- **ASSIGNED TASK**
Repeat exactly, and only, the lines from the line containing "Target: marble back wall of niche" through the last line of the records below, including both.
:::
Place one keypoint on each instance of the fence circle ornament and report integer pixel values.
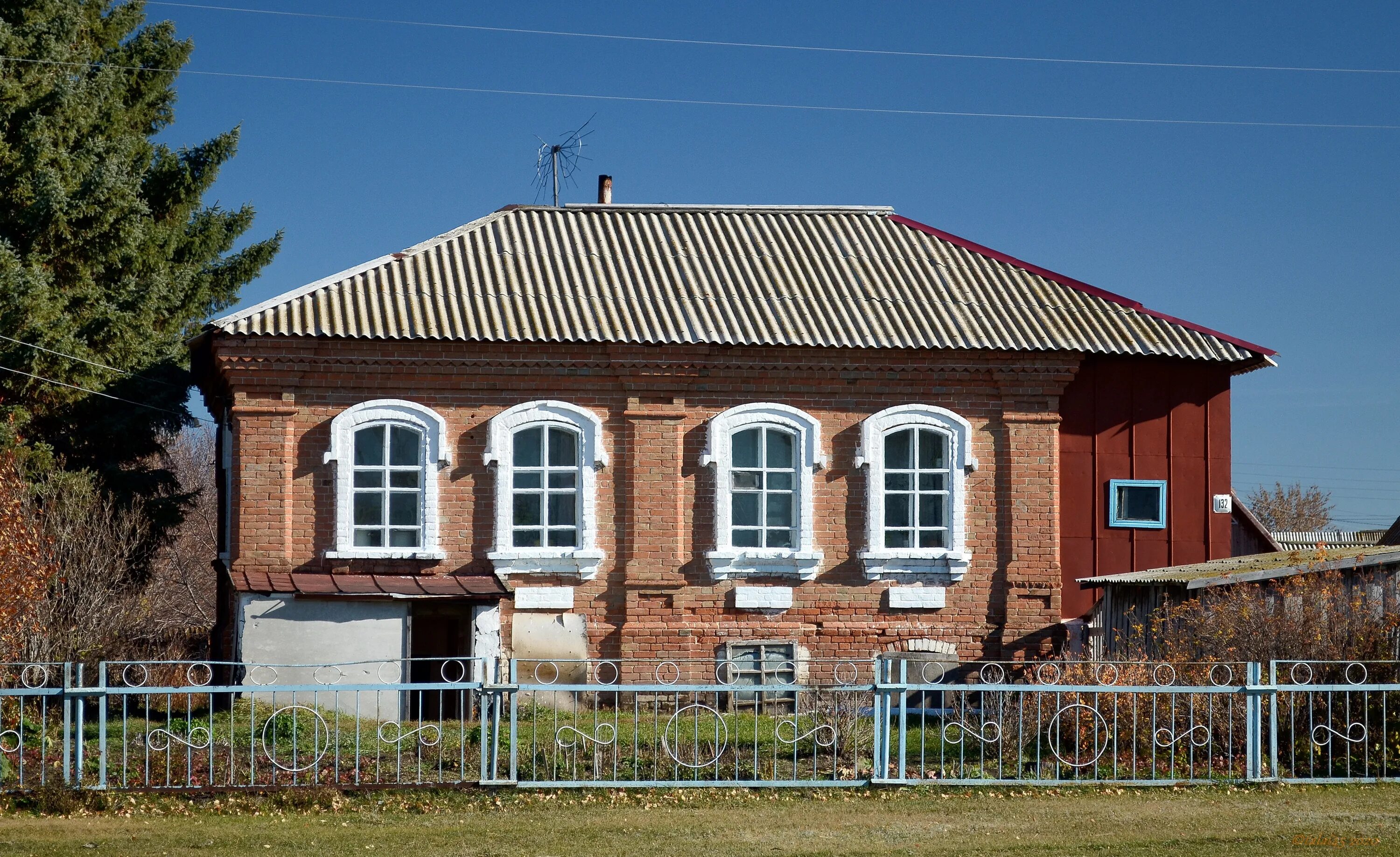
(1356, 681)
(44, 675)
(1099, 747)
(672, 734)
(194, 670)
(461, 671)
(135, 682)
(255, 677)
(598, 673)
(668, 673)
(854, 674)
(553, 678)
(318, 730)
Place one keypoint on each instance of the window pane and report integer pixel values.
(898, 482)
(1140, 503)
(745, 509)
(563, 449)
(931, 510)
(404, 479)
(566, 479)
(369, 446)
(369, 509)
(898, 512)
(899, 450)
(747, 479)
(527, 510)
(896, 538)
(747, 538)
(369, 478)
(780, 449)
(404, 509)
(562, 510)
(528, 449)
(931, 450)
(780, 510)
(931, 538)
(405, 446)
(747, 449)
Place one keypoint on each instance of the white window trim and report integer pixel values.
(730, 562)
(906, 563)
(583, 561)
(437, 457)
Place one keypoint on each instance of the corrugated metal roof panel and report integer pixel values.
(724, 275)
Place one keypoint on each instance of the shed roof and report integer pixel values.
(1260, 566)
(726, 275)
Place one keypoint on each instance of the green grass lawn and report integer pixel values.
(1354, 820)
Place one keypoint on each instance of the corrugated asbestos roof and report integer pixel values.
(1344, 538)
(724, 275)
(1260, 566)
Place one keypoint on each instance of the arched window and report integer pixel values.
(763, 458)
(915, 519)
(546, 456)
(387, 456)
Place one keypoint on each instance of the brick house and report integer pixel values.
(709, 432)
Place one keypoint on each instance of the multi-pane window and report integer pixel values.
(388, 486)
(916, 489)
(545, 488)
(762, 496)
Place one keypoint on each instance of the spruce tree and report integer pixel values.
(107, 248)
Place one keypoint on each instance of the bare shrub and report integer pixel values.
(1294, 507)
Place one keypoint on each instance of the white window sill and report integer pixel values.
(727, 563)
(579, 562)
(387, 554)
(913, 563)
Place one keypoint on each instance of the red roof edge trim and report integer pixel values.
(1077, 285)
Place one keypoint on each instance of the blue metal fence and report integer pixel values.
(693, 723)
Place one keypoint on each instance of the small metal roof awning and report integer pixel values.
(1252, 569)
(370, 586)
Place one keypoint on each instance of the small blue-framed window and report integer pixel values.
(1139, 503)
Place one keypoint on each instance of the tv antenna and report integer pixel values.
(555, 162)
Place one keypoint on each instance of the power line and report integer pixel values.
(713, 103)
(107, 395)
(777, 47)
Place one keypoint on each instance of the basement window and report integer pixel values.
(1137, 503)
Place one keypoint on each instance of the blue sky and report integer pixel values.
(1281, 236)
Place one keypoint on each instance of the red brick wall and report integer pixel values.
(654, 596)
(1139, 418)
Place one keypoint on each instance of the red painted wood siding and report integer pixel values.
(1130, 418)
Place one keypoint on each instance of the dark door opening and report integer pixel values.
(440, 646)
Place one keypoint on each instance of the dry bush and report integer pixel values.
(1325, 617)
(1291, 509)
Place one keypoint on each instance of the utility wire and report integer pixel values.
(107, 395)
(776, 47)
(710, 103)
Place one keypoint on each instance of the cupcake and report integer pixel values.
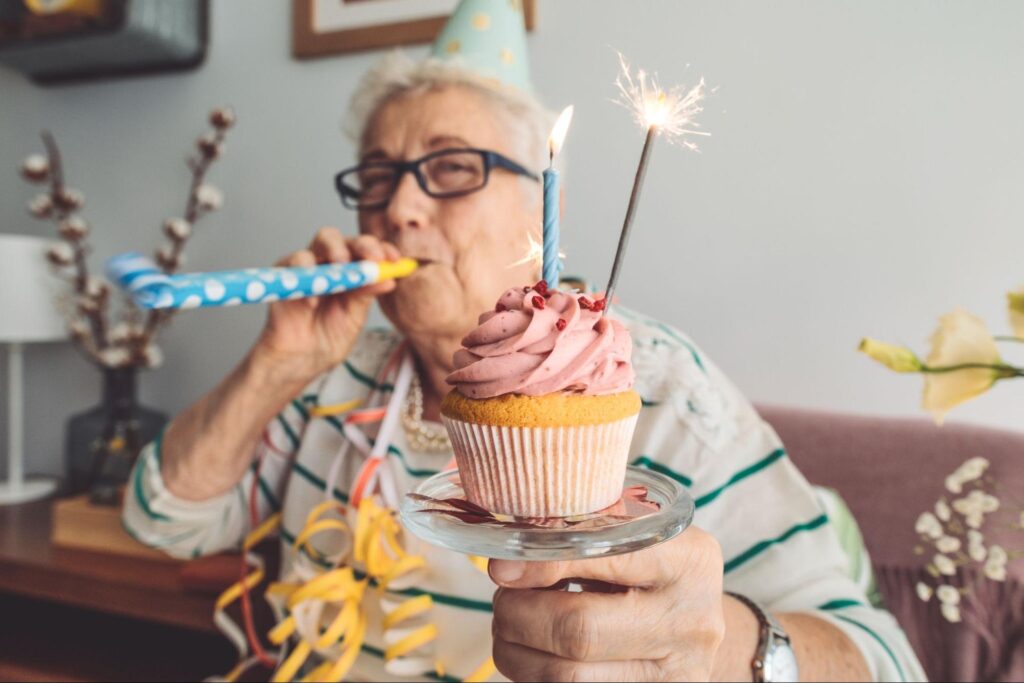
(542, 412)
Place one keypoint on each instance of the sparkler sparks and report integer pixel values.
(673, 112)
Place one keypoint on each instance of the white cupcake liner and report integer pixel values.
(542, 471)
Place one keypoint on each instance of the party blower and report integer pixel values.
(153, 289)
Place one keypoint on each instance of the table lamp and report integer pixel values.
(28, 314)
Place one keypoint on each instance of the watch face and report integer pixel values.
(780, 665)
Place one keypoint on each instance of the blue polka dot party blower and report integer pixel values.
(153, 289)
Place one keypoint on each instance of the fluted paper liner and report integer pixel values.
(542, 471)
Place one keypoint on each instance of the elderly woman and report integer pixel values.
(442, 177)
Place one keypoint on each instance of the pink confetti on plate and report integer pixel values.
(633, 505)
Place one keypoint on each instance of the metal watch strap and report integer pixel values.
(770, 631)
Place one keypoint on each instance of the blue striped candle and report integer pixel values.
(552, 264)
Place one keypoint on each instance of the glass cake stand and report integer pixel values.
(427, 513)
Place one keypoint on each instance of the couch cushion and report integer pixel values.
(891, 470)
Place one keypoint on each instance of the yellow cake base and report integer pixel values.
(555, 410)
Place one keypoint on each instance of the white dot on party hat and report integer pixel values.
(481, 22)
(255, 291)
(214, 290)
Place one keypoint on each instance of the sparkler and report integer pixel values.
(668, 113)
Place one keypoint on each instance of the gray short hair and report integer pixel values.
(396, 75)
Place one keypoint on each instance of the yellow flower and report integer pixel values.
(961, 339)
(1016, 301)
(898, 358)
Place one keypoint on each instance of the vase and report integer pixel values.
(103, 442)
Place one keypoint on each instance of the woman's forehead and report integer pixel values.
(435, 120)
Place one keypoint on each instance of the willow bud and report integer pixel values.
(36, 168)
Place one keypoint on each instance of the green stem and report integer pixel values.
(1003, 369)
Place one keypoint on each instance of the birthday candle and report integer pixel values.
(552, 265)
(151, 288)
(552, 188)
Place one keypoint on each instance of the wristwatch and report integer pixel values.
(774, 660)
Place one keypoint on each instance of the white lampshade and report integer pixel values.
(28, 292)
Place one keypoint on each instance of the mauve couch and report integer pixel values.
(889, 471)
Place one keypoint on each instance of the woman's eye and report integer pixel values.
(454, 167)
(371, 180)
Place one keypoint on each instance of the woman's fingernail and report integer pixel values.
(507, 571)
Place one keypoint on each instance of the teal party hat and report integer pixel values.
(489, 38)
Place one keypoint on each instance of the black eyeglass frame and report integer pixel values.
(492, 160)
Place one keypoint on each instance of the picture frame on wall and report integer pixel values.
(323, 28)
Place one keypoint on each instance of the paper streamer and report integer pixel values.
(153, 289)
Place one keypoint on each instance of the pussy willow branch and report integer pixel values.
(81, 279)
(199, 165)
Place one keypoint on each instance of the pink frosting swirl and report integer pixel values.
(523, 347)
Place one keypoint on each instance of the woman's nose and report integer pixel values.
(409, 207)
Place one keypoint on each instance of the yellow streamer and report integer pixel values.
(335, 409)
(408, 609)
(291, 667)
(418, 638)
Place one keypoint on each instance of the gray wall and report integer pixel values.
(863, 177)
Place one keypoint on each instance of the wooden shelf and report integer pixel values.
(81, 615)
(153, 590)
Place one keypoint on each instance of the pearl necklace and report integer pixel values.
(422, 437)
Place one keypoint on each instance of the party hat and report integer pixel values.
(489, 38)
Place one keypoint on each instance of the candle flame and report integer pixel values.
(535, 254)
(671, 112)
(560, 130)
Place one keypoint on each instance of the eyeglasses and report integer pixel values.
(440, 174)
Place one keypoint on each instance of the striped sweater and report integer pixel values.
(695, 427)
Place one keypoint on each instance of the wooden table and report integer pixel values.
(71, 614)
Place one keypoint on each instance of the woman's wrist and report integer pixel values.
(279, 372)
(732, 662)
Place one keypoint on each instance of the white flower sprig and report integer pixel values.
(952, 529)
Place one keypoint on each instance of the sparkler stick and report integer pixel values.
(669, 113)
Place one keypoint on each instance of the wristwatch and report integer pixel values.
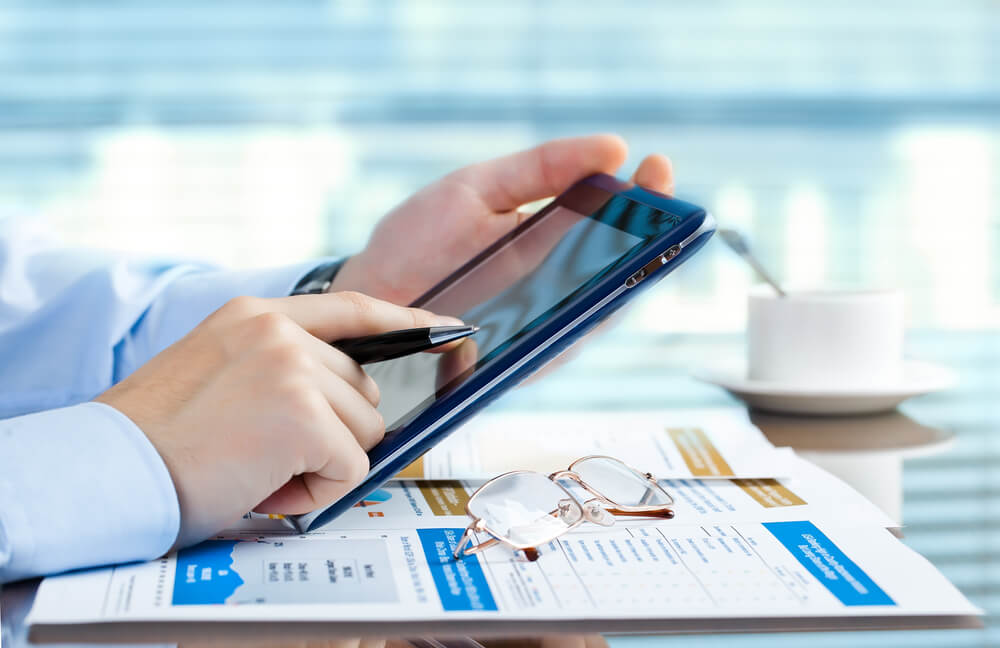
(318, 279)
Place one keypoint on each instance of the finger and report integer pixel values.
(655, 172)
(352, 408)
(336, 316)
(340, 364)
(508, 182)
(333, 473)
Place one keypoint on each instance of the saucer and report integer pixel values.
(918, 378)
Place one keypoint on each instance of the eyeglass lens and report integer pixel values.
(527, 509)
(619, 483)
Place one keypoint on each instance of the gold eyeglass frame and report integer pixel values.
(591, 509)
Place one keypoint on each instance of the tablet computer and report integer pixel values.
(532, 293)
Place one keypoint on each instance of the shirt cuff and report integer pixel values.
(190, 298)
(81, 486)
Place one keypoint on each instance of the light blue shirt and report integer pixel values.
(80, 484)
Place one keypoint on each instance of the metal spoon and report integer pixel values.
(738, 243)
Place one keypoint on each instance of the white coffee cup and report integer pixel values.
(827, 339)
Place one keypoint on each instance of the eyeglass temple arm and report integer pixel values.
(473, 549)
(663, 513)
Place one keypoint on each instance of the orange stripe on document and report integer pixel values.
(699, 453)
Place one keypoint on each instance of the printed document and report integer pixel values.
(706, 444)
(804, 551)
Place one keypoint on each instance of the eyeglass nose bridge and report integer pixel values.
(595, 512)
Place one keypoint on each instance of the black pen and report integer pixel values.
(396, 344)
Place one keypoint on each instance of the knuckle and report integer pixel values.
(271, 325)
(359, 302)
(297, 398)
(289, 359)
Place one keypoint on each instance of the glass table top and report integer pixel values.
(929, 463)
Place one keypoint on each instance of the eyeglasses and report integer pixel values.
(526, 509)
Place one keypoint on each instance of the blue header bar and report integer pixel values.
(828, 563)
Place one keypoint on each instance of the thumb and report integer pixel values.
(335, 316)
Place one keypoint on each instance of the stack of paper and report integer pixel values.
(761, 540)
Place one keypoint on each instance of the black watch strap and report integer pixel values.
(318, 280)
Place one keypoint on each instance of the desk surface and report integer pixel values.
(950, 503)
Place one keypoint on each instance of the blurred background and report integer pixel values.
(858, 143)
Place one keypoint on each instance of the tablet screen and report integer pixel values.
(508, 292)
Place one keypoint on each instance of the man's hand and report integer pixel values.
(253, 409)
(442, 226)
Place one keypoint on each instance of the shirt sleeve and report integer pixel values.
(80, 486)
(73, 323)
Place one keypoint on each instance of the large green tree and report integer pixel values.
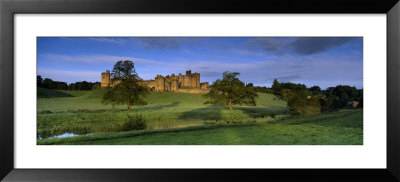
(230, 91)
(130, 90)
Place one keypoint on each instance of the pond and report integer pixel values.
(64, 135)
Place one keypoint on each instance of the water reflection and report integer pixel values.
(64, 135)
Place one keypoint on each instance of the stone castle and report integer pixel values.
(171, 83)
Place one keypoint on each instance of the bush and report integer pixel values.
(137, 122)
(45, 112)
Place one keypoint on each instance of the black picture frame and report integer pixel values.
(8, 8)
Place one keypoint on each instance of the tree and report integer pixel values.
(230, 91)
(39, 81)
(276, 87)
(315, 88)
(130, 90)
(301, 101)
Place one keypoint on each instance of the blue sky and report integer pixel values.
(322, 61)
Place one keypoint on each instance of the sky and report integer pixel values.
(322, 61)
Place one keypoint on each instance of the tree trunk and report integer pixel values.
(129, 106)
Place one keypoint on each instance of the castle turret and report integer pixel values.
(105, 79)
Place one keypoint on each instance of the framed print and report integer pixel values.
(154, 91)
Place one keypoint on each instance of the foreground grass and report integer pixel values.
(340, 128)
(82, 112)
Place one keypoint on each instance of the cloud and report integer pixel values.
(300, 46)
(322, 71)
(277, 46)
(71, 76)
(307, 46)
(109, 40)
(94, 59)
(160, 42)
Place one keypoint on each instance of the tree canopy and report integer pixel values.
(130, 90)
(230, 91)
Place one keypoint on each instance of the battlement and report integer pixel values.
(168, 83)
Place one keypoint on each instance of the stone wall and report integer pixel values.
(169, 83)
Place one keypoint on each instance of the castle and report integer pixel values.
(171, 83)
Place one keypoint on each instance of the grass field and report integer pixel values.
(181, 118)
(81, 112)
(340, 128)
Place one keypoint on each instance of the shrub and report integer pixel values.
(137, 122)
(45, 112)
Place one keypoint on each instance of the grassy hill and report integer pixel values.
(340, 128)
(182, 118)
(83, 112)
(47, 93)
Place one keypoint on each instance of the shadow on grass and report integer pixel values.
(156, 107)
(213, 112)
(259, 112)
(351, 119)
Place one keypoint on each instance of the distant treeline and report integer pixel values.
(314, 100)
(57, 85)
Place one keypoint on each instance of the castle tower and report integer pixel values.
(105, 79)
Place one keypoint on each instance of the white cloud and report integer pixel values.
(71, 76)
(109, 40)
(95, 59)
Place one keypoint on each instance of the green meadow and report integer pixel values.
(182, 118)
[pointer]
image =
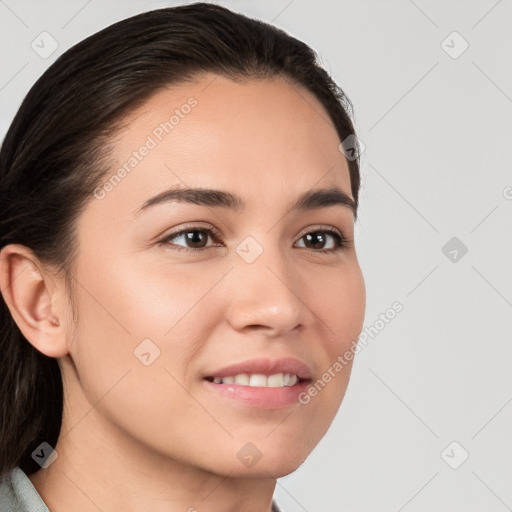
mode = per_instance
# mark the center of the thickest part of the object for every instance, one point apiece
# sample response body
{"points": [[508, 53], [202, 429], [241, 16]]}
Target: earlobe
{"points": [[29, 293]]}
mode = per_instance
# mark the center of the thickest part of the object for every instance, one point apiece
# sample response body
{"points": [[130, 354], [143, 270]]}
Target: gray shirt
{"points": [[17, 494]]}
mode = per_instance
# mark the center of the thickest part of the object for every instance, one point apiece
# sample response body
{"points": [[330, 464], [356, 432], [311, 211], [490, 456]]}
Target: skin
{"points": [[138, 437]]}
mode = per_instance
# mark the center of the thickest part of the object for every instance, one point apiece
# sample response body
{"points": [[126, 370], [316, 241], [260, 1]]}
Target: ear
{"points": [[33, 295]]}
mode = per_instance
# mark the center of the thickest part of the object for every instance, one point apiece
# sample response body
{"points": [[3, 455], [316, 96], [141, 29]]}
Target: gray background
{"points": [[437, 128]]}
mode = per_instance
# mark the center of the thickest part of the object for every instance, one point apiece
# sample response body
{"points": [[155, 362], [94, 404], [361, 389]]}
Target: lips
{"points": [[264, 366]]}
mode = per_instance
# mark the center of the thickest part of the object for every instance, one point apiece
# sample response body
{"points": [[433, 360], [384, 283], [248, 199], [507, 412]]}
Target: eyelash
{"points": [[342, 242]]}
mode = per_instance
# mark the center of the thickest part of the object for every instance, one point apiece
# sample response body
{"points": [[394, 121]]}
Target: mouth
{"points": [[261, 383], [259, 380]]}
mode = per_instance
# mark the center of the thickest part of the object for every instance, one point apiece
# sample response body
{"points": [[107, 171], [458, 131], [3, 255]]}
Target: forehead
{"points": [[260, 136]]}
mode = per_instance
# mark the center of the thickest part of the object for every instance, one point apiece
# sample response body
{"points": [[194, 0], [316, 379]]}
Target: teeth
{"points": [[259, 380]]}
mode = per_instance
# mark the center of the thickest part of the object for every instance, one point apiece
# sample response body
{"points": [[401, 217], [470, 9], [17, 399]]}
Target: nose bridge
{"points": [[265, 292]]}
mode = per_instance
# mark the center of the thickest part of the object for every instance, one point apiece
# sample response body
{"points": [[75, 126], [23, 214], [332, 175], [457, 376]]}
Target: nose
{"points": [[267, 295]]}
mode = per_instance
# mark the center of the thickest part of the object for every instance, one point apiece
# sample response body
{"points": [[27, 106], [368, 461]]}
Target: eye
{"points": [[197, 237], [319, 237], [194, 235]]}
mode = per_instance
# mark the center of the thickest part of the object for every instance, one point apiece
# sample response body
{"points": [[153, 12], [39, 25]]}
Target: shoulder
{"points": [[17, 494]]}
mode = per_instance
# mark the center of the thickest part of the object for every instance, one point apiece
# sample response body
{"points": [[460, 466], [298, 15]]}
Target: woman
{"points": [[178, 269]]}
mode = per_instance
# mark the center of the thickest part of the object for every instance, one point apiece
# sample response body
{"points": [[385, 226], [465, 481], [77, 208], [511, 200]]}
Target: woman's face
{"points": [[157, 321]]}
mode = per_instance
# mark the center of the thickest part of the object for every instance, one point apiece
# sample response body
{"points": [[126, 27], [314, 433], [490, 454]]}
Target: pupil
{"points": [[319, 239], [192, 238]]}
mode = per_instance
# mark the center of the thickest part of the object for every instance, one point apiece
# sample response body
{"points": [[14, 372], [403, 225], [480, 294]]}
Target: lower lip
{"points": [[263, 398]]}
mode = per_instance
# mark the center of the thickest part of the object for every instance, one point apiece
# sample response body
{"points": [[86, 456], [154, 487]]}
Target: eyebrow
{"points": [[309, 200]]}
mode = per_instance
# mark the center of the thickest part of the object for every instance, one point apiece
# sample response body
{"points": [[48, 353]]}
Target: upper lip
{"points": [[266, 367]]}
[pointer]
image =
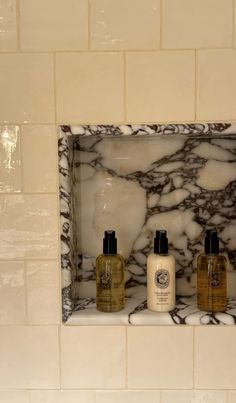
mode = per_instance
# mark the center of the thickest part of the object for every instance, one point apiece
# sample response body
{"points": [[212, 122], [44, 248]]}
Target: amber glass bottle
{"points": [[110, 276], [211, 276]]}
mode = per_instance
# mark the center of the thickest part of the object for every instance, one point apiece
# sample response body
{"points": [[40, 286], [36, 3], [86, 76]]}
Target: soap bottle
{"points": [[211, 276], [160, 276], [110, 276]]}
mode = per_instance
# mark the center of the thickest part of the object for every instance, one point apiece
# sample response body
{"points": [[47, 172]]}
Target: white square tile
{"points": [[12, 293], [28, 226], [43, 292], [39, 158], [128, 396], [62, 396], [125, 24], [93, 357], [27, 93], [10, 159], [160, 357], [54, 24], [8, 32], [216, 85], [90, 88], [197, 24], [209, 396], [177, 396], [215, 352], [160, 86], [29, 357], [14, 396]]}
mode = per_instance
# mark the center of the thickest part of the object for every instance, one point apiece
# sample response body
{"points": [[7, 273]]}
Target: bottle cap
{"points": [[211, 241], [109, 243], [161, 243]]}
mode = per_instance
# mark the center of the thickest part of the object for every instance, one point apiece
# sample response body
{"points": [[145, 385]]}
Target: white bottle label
{"points": [[162, 278], [160, 283]]}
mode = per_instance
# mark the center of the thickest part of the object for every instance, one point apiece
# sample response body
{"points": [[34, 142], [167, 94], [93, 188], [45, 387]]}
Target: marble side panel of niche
{"points": [[136, 183]]}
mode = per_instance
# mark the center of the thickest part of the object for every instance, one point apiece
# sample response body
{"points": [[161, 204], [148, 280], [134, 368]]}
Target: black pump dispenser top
{"points": [[211, 241], [109, 243], [161, 243]]}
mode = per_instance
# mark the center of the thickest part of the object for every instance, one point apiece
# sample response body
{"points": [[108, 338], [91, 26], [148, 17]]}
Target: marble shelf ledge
{"points": [[136, 313]]}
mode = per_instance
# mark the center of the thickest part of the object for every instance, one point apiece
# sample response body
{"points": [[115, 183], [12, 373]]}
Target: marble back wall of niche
{"points": [[182, 179]]}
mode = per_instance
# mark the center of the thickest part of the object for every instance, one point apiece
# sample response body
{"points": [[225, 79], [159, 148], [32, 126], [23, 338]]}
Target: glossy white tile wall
{"points": [[99, 61]]}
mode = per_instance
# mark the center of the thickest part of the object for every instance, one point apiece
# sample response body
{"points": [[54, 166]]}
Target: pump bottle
{"points": [[211, 276], [110, 276], [160, 276]]}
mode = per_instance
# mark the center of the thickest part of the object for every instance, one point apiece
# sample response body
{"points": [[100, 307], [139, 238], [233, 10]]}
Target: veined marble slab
:::
- **RESPONSE TO THE TASK**
Target: marble back wall of niche
{"points": [[182, 179]]}
mode = per_instance
# mark the center of the thickest part of the object for every instance, one point apiece
# sample response body
{"points": [[225, 79], [159, 148], [32, 126], [23, 338]]}
Target: glossy white tile wall
{"points": [[99, 61]]}
mode = per_instance
# mark the center of the thickest part of the object for every instance, one point apiece
# sample response body
{"points": [[54, 166]]}
Target: pump bottle
{"points": [[211, 276], [110, 276], [160, 276]]}
mode = per_instance
# mark the center of the thickest part of the object for every instance, one point apiece
# sample response body
{"points": [[100, 307], [139, 238], [233, 10]]}
Target: veined marble slab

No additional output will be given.